— Supplied passage —
We have been aware about the pandemic since it broke out in Wuhan, China, in late 2019.  We waited and smiled as the disease globalised to Asia, Europe, the Americas and finally to Africa. We here sat on our laurels thinking we were impervious and special.

We held on to our beliefs, most of them touting natural African genetic resistance to pandemics and the special love God has set aside for the African race, that the disease would just disappear.

Then the international community forced us to do something. It gave us money, literally bribing us to accept that Covid-19 was serious. In March, 2020, over four months after the Covid-19 outbreak, a presidential committee was instituted, headed by a Minister of Health without any knowledge of health issues, and an all Democratic Progressive Party (DPP) team.

It closed schools indefinitely and suspended worship services while leaving half-open markets, drinking joints, funeral gatherings, party campaigns, weddings and many other social activities.

Understandably people resisted the partial lockdown because, unlike in other countries where lockdowns were imposed, livelihoods and government bailouts were not announced. Many sympathized with the argument that stopping marketing and small-scale businesses would be catastrophic to the majority of mostly urban Malawians. 

Some even suspected that the lockdown was a DPP tactic to keep postponing the fresh presidential elections. Others argued that the government was simply out to make money from the COVID-19 response to sponsor its campaign activities. Indeed, a leaked video on social media caught two ministers, members of the DPP Covid-19 team, discussing personal daily subsistence allowances whose real amount the ministers later disputed as exaggerated.

The team was dissolved but the performance of the new team, headed by another minister who does not have any idea about health, has not changed. We are still using scare tactics instead of behaviour change approaches. Mathematical models have been bandied claiming that if we don’t abide by the Covid-19 presidential guidelines, nearly 16 million (out of 18 million) Malawians would catch the virus and as many as 500 thousand would die in June 2020 before the infections levelled off or dropped.

What’s painfully disappointing is that the statistics are very clear that most of infections are coming into Malawi through Tanzania, Mozambique, Zambia and South Africa by Malawians returning home. Why are these cases allowed to get to crowded cities? 

For a country of 18 million people, less than 2000 people have been tested since the pandemic broke out. What does that say about our state of readiness despite the billions of Kwacha set aside to fight Covid-19?

— Prompt 1 —
Return the passage of the commentary on Malawi's Covid-19 response from "Understandably people resisted" down to "mostly urban Malawians.", copied word for word.
— Prompt 2 —
Take the commentary on Malawi's Covid-19 response further, continuing from its last sentence.

[Excerpts from a dataset]
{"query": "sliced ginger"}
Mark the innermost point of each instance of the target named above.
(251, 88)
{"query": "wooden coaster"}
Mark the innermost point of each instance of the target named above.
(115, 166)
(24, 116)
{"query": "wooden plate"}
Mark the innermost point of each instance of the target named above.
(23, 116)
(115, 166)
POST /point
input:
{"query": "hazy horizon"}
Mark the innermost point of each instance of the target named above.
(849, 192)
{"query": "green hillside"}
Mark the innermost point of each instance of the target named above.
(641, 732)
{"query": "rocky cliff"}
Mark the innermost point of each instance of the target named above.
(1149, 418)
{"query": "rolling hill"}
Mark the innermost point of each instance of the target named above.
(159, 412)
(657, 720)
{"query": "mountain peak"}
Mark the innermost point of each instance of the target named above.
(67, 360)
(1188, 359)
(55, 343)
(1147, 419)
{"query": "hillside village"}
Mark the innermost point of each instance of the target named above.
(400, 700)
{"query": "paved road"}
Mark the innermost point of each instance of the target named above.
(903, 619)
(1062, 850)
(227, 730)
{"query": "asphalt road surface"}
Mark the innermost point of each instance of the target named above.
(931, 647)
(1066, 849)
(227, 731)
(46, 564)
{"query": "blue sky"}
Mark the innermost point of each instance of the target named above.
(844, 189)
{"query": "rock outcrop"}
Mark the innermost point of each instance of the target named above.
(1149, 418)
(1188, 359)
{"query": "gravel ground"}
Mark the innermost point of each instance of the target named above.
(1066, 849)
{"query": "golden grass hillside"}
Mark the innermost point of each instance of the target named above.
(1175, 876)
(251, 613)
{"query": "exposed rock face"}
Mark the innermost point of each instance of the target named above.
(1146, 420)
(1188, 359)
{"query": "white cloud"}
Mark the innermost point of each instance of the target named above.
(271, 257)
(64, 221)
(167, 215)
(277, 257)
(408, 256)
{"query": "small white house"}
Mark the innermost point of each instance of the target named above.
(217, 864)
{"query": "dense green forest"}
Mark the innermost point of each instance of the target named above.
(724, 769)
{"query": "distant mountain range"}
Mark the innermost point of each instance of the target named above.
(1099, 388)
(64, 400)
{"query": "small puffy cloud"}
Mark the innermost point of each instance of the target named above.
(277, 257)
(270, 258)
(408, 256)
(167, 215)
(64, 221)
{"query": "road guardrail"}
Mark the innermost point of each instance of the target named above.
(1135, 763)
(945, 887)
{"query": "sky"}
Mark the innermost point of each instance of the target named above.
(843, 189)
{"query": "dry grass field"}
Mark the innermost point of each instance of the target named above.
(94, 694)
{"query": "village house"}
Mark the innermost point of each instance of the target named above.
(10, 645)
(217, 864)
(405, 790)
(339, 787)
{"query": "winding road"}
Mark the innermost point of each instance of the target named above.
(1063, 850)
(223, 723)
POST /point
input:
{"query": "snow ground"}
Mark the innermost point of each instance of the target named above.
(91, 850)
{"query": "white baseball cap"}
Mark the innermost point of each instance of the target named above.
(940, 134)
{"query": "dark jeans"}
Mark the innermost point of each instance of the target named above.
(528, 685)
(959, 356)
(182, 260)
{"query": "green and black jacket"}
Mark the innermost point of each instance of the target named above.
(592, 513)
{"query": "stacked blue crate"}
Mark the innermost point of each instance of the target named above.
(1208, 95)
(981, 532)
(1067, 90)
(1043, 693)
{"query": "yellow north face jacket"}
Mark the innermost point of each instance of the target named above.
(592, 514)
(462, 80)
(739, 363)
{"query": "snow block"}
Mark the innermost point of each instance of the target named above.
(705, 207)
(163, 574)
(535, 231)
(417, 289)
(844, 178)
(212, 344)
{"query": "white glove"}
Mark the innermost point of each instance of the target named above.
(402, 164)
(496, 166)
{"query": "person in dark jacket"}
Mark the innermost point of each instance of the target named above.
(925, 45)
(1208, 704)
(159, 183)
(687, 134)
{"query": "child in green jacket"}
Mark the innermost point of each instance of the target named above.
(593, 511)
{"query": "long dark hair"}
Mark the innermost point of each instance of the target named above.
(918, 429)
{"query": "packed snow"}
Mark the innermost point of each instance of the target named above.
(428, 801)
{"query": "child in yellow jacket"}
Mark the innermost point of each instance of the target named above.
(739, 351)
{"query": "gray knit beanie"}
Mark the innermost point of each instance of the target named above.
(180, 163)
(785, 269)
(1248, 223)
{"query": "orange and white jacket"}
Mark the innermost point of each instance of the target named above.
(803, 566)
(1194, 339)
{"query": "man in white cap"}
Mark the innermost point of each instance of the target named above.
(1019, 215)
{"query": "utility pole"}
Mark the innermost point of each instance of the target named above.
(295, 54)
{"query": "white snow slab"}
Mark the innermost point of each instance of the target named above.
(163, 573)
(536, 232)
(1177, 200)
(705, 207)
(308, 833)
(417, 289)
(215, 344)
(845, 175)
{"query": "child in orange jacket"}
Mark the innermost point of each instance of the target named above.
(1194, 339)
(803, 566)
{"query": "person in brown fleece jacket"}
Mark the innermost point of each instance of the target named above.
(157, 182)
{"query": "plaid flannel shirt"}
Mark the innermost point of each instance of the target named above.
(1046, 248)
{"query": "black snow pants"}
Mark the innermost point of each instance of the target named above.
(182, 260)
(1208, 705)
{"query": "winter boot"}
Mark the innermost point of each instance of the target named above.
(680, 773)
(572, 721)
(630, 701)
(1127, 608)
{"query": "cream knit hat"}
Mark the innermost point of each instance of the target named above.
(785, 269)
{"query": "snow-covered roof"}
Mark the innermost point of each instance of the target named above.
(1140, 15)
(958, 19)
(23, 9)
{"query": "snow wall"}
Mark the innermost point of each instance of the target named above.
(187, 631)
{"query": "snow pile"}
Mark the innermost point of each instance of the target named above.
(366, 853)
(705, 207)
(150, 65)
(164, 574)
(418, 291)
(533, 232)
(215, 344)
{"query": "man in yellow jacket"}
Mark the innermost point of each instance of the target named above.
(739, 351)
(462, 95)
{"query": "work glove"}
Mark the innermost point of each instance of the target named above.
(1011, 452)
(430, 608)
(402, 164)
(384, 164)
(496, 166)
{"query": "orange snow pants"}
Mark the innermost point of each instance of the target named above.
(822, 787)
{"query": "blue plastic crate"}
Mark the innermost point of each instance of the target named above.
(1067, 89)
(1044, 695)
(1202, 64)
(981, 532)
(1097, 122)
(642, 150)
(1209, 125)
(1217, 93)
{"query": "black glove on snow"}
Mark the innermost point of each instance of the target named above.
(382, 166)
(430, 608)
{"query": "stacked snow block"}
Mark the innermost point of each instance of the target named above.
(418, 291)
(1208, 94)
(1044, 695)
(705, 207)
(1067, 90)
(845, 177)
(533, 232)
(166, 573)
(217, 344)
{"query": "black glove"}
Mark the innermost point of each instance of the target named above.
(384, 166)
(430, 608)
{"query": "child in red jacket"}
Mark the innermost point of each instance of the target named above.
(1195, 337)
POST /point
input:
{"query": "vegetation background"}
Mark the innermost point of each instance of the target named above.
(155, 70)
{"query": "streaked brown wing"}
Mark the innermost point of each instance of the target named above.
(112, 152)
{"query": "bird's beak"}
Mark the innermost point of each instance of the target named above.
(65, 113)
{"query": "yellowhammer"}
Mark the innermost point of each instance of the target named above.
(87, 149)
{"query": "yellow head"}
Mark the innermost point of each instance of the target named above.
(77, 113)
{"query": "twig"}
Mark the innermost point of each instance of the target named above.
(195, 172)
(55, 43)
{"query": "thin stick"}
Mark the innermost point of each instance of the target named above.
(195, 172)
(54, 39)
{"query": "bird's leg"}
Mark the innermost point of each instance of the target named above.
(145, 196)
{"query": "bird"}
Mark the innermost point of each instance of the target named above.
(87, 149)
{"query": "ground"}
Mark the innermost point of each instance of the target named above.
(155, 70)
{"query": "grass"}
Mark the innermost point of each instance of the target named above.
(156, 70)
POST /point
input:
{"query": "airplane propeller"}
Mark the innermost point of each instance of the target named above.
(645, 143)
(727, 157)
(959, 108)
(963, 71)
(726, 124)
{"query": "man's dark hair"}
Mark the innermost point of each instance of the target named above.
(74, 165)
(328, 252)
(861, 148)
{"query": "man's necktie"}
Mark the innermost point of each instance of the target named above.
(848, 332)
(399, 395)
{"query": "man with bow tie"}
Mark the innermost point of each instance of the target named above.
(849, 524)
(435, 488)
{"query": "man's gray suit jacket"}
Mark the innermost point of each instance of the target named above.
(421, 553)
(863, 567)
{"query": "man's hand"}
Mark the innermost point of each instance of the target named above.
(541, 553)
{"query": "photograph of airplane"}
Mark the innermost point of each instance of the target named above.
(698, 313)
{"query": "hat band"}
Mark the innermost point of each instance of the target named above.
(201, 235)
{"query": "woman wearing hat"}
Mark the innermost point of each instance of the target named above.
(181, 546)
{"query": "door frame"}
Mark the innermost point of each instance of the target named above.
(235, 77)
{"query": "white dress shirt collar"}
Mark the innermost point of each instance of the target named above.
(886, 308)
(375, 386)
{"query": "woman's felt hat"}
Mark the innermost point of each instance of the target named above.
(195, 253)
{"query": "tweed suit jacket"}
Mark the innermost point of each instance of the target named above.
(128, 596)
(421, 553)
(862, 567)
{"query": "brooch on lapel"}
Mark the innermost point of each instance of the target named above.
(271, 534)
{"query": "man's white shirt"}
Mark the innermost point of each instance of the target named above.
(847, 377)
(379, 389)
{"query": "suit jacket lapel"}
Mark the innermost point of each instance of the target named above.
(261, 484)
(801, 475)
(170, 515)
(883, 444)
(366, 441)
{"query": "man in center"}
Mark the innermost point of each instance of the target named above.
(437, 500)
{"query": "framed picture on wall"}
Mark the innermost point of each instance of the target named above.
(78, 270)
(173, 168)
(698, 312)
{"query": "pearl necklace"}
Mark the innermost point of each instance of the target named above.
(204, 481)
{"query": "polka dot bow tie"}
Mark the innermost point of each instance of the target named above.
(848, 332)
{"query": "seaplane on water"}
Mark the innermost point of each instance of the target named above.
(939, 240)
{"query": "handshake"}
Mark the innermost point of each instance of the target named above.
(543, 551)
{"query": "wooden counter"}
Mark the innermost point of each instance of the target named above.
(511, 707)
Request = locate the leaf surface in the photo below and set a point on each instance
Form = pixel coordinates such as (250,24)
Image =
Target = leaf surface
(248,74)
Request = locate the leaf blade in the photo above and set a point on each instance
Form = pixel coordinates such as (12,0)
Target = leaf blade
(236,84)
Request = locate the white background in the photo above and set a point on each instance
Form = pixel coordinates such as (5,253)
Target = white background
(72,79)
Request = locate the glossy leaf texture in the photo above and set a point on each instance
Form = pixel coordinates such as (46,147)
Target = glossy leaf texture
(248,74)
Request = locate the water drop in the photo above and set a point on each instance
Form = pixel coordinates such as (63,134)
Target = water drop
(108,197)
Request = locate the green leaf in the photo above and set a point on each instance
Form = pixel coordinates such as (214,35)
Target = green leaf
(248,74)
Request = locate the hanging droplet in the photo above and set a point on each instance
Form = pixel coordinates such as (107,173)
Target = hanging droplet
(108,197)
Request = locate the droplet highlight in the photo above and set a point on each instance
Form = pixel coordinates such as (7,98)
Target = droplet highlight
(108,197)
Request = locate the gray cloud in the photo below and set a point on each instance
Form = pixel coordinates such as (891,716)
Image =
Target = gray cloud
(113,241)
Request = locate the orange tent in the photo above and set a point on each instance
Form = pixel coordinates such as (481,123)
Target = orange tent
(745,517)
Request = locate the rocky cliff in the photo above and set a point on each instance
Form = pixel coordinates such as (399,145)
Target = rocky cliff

— Reply 1 —
Understandably people resisted the partial lockdown because, unlike in other countries where lockdowns were imposed, livelihoods and government bailouts were not announced. Many sympathized with the argument that stopping marketing and small-scale businesses would be catastrophic to the majority of mostly urban Malawians.

— Reply 2 —
For nearly one month now, media are disinterestedly announcing daily updates on Covid-19. No explanation about why only four people have died of the disease and how that compares with deaths from, say, malaria.  Local suggestions and solutions about fighting the virus are being ignored. While almost all countries in Sadc and East Africa have endorsed the Madagascan herbal solution, in Malawi laws are being cited in threats against traditional herbal solutions. 

In Senegalese, Ghana, South Africa, Cameroon medical and engineering teams are coming up with testing kits, and studying the DNA of the virus to come up with a vaccine while their Malawian counterparts are waiting for miracles.

Our free advice is that the Covid-19 response should be delegated to the non-partisan apolitical National Aids Commission (NAC) because it is probably the only organisation in Malawi that has the experience in handling serious viral epidemics. NAC understands that epidemics like HIV/Aids and Covid-19 affect all sectors of society involved in the fight against HIV/AIDS spread. NAC has reached out even to the smallest Island communities in Malawi with social and behaviour change communication (SBCC) and prevention kits.  The Covid-19 team has ignored all structures that matter in addressing epidemics requiring SBCC.  No cultural and heritage association has been involved.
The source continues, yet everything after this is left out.